**What the task asks**
From the rows below, pull out every line that contains the string "gray" and list those lines.
─── Given records ───
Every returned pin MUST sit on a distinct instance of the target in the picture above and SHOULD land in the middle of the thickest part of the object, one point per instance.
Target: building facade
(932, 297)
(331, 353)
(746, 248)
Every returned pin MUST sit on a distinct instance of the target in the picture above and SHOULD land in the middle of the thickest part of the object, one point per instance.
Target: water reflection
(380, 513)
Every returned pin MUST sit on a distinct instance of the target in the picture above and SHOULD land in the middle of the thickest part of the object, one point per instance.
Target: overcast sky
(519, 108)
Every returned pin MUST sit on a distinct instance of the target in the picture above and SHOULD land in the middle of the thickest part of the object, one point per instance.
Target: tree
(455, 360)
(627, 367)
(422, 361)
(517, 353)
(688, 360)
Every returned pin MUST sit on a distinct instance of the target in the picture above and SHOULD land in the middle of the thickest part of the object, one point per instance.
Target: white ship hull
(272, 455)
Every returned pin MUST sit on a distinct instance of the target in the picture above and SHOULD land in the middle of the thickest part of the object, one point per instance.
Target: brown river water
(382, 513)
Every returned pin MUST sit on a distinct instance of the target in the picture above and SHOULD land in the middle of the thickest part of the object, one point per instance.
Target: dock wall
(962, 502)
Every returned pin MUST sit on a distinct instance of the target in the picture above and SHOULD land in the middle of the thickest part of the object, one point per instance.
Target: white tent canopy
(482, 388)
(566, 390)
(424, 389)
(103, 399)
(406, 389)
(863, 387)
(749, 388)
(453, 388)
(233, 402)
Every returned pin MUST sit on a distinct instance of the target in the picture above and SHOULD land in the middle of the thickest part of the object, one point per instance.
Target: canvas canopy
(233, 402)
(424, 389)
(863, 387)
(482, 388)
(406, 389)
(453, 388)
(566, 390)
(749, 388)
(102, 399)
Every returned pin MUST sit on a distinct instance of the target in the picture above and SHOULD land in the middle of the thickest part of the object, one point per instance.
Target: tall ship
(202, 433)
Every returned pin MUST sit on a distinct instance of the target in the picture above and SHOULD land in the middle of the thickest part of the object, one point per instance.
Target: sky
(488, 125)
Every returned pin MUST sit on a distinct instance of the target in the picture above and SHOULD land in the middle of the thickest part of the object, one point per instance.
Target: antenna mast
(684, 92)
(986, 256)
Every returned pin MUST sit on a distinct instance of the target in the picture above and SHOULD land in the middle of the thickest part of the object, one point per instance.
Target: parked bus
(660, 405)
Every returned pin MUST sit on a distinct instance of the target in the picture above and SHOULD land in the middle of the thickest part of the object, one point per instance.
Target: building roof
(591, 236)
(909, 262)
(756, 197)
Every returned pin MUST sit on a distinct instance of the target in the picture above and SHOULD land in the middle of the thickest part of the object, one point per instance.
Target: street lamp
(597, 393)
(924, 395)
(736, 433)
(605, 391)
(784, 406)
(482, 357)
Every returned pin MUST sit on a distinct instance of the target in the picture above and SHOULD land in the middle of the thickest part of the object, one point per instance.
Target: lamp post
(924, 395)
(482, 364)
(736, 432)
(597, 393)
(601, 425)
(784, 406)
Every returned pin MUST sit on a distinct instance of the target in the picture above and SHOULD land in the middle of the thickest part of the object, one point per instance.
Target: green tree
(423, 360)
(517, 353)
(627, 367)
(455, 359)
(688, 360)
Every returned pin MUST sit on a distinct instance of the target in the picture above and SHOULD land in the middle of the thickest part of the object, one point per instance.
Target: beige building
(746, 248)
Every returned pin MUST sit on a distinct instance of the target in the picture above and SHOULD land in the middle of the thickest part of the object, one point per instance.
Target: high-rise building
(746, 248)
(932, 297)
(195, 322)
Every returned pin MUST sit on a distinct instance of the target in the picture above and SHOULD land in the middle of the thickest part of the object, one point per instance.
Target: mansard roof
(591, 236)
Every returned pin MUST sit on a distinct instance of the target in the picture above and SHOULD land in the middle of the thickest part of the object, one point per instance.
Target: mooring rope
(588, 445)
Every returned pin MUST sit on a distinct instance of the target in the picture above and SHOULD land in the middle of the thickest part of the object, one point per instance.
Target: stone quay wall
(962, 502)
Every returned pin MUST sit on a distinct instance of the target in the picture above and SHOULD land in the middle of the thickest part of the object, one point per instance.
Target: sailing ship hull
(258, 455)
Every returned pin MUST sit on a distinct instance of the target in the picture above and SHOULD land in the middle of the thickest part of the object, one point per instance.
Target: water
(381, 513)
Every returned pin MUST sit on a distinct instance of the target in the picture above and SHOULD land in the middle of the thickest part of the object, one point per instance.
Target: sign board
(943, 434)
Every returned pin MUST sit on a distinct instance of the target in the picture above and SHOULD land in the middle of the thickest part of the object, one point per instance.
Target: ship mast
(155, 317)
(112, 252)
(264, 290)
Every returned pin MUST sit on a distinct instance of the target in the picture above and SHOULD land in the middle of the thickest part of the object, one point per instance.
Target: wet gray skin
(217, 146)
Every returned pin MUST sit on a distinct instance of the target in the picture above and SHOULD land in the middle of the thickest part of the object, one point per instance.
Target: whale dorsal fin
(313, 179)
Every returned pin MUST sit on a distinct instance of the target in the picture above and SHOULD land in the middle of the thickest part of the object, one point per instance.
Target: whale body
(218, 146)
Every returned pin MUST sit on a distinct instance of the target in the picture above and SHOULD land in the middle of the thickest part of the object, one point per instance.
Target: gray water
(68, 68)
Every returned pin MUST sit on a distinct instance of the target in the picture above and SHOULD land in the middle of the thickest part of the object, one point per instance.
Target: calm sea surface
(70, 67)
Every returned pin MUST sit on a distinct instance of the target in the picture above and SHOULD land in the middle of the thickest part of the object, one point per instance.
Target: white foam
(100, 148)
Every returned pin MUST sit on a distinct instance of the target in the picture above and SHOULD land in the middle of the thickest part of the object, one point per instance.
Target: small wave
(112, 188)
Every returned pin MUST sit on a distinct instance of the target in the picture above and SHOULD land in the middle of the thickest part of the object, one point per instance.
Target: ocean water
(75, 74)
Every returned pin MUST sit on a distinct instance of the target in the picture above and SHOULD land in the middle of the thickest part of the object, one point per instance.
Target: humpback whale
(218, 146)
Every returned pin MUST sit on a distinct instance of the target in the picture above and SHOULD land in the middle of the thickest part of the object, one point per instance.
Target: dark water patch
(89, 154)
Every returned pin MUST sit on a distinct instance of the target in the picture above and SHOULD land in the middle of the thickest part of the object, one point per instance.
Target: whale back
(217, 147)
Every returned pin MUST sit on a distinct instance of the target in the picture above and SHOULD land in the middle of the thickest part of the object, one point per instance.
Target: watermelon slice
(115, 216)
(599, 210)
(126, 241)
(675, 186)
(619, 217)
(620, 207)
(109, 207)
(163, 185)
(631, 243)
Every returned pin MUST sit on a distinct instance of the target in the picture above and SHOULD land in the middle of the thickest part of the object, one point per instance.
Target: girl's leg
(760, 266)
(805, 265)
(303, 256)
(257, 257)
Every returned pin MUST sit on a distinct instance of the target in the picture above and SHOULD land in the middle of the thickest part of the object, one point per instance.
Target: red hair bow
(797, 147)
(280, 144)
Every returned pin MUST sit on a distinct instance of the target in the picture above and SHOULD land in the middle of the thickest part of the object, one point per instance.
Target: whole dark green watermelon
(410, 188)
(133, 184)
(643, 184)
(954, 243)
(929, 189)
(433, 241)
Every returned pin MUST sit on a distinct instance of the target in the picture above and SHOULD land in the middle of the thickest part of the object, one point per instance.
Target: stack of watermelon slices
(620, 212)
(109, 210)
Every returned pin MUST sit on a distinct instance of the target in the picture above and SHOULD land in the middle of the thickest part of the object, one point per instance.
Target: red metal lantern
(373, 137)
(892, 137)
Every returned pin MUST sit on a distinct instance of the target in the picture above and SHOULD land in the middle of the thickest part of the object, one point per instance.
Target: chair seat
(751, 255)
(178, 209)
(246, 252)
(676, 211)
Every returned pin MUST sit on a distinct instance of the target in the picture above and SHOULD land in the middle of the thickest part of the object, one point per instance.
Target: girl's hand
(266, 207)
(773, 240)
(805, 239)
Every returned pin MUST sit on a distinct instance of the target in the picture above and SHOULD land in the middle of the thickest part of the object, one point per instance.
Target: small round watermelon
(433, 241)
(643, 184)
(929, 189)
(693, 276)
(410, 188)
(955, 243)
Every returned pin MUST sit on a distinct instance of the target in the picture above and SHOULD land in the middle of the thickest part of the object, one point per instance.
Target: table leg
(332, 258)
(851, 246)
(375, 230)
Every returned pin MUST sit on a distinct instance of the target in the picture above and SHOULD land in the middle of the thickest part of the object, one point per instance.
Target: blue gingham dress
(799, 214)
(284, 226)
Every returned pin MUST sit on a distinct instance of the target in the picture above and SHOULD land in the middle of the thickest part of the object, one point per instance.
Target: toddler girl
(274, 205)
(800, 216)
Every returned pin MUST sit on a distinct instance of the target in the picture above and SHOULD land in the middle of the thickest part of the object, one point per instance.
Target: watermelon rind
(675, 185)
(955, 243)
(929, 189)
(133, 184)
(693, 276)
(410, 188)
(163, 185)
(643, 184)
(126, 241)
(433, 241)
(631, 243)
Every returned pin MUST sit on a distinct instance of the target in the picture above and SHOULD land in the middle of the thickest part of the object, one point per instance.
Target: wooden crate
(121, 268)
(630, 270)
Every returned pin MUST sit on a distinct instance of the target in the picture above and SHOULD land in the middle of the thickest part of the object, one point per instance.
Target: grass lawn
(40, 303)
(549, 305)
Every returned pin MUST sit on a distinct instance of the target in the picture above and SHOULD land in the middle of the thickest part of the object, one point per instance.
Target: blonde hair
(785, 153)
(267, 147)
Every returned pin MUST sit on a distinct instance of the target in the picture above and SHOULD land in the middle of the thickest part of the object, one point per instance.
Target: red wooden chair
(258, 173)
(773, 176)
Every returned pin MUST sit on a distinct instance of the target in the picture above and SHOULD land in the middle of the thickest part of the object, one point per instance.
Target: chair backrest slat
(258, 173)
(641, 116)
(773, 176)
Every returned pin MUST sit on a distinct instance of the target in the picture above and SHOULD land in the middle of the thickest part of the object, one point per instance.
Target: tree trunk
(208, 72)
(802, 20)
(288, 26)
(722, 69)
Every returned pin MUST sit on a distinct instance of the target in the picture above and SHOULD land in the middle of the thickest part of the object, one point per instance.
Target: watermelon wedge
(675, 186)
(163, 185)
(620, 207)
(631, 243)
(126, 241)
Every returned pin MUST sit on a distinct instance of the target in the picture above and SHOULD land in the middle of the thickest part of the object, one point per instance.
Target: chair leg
───
**Response to the task**
Target: wet gray skin
Target: gray water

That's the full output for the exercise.